SUPPLIED PASSAGE:

--- START ---

US Pharm. 2008;33(12):10.

According to the National Institute of Diabetes and Digestive and Kidney Diseases (NIDDK), digestive diseases have affected more than 70 million Americans. More than six million diagnostic and therapeutic procedures have been performed in the more than 14 million people who have been hospitalized for digestive diseases (14% of all inpatient procedures). Digestive diseases have cost in excess of $120 billion, with $100 billion of this being direct medical costs. Digestive diseases have disabled two million people and have led at least 45 million to seek ambulatory care.




Lactose intolerance, which has the greatest prevalence of digestive diseases (about 50 million people), is closely followed by gastroesophageal reflux disease (GERD), which affects about 20% of the U.S. population. GERD has necessitated hospitalization in more than 700,000 people, with an equal number of people seeking ambulatory care, and it has caused disability in more than 45,000.

More than 20 million people have gallstones, resulting in about 640,000 hospitalizations, roughly two million ambulatory-care visits, more than one-half million surgical procedures (cholecystectomy), and about 200,000 prescriptions.

Peptic ulcers are common; one in 10 Americans develops one during his or her lifetime. Peptic ulcer has affected about 15 million people, causing more than 400,000 to be hospitalized and more than 875,000 million to seek ambulatory care. More than two million prescriptions have been written for peptic ulcers.

Hemorrhoids are common in both men and women; about half of the population develops them by age 50. Hemorrhoids constitute the fifth most prevalent type of digestive disease (8.5 million people affected), with about two million ambulatory-care visits and more than 1.5 million prescriptions written. About 170,000 people have been hospitalized for hemorrhoids, which have a very low mortality rate (18 deaths in 2002).

Abdominal-wall hernia has affected more than 4.5 million people, necessitating ambulatory-care visits in about 3.5 million and hospitalization in about 325,000. The condition has caused disability in approximately 470,000 people, and at least 185,000 prescriptions have been written for it.

--- END ---

PROBLEM TO SOLVE: Decide whether each statement below agrees with the digestive diseases text, answering yes or no and quoting the deciding words. 1. Gastroesophageal reflux disease affects about 20% of the U.S. population. 2. Hemorrhoids are the third most prevalent type of digestive disease. 3. Abdominal-wall hernia has required hospitalization in about 325,000 people.

RECORDS SUPPLIED:
--- START ---

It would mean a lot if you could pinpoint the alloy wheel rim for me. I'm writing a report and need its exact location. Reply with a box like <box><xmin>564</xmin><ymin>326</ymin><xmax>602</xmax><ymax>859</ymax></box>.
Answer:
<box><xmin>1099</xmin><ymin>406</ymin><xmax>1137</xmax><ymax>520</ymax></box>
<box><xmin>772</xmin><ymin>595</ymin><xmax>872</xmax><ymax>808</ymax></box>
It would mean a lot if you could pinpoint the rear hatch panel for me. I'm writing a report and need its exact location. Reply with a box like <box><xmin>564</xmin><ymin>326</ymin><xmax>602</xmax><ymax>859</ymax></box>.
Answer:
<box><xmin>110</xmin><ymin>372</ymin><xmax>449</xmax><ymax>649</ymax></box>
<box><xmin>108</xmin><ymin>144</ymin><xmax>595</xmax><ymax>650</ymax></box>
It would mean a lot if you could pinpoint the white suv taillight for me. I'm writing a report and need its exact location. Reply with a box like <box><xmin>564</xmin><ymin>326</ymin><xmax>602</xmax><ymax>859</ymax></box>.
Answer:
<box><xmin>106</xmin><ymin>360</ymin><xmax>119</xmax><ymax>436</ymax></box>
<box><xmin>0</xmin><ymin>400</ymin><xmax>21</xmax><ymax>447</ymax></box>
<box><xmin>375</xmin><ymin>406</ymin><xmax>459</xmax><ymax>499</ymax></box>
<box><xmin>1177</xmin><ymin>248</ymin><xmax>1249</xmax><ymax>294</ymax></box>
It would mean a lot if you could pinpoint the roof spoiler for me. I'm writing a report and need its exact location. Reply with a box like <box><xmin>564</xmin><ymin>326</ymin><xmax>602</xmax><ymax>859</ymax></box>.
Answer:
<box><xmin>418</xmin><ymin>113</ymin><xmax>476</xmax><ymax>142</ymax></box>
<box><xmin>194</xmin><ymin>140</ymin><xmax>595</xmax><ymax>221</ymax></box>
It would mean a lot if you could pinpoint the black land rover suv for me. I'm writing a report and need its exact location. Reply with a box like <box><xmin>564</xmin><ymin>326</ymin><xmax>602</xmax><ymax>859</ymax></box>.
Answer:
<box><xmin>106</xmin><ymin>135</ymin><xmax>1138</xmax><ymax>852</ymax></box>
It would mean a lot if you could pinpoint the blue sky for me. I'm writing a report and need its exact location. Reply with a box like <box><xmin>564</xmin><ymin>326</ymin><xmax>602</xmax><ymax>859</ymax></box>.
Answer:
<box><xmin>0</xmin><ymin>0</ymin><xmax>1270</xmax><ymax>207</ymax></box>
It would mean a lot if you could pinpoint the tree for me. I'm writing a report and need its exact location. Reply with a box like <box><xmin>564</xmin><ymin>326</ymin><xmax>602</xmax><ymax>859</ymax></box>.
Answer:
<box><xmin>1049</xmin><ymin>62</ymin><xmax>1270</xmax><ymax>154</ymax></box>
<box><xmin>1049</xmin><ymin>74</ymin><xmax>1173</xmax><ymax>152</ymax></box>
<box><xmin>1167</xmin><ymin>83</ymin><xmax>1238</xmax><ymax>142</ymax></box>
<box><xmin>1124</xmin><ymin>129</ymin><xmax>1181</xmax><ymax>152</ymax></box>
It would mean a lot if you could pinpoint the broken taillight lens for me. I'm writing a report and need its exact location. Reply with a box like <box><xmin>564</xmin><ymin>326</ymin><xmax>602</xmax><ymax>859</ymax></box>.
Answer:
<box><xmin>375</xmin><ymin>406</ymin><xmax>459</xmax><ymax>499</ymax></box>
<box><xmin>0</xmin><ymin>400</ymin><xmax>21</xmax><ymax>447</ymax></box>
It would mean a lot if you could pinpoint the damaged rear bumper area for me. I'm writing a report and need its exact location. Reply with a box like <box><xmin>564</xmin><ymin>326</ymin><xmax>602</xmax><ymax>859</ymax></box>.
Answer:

--- END ---

YOUR RESPONSE:
1. Yes: "which affects about 20% of the U.S. population"
2. No: "Hemorrhoids constitute the fifth most prevalent type of digestive disease"
3. Yes: "hospitalization in about 325,000"